Copy the entries below, switching every "front bumper" to "rear bumper" and leaving the rest as it is.

[Excerpts of location labeling data]
****************

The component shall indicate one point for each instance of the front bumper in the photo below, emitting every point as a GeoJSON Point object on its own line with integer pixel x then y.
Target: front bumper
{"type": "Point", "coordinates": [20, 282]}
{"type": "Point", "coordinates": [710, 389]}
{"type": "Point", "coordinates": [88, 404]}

****************

> Complete answer:
The component shall indicate one point for each instance of the rear bumper in the photo below, emitting every point as a GeoJSON Point object on its own line with integer pixel x then y.
Target: rear bumper
{"type": "Point", "coordinates": [20, 282]}
{"type": "Point", "coordinates": [710, 389]}
{"type": "Point", "coordinates": [88, 404]}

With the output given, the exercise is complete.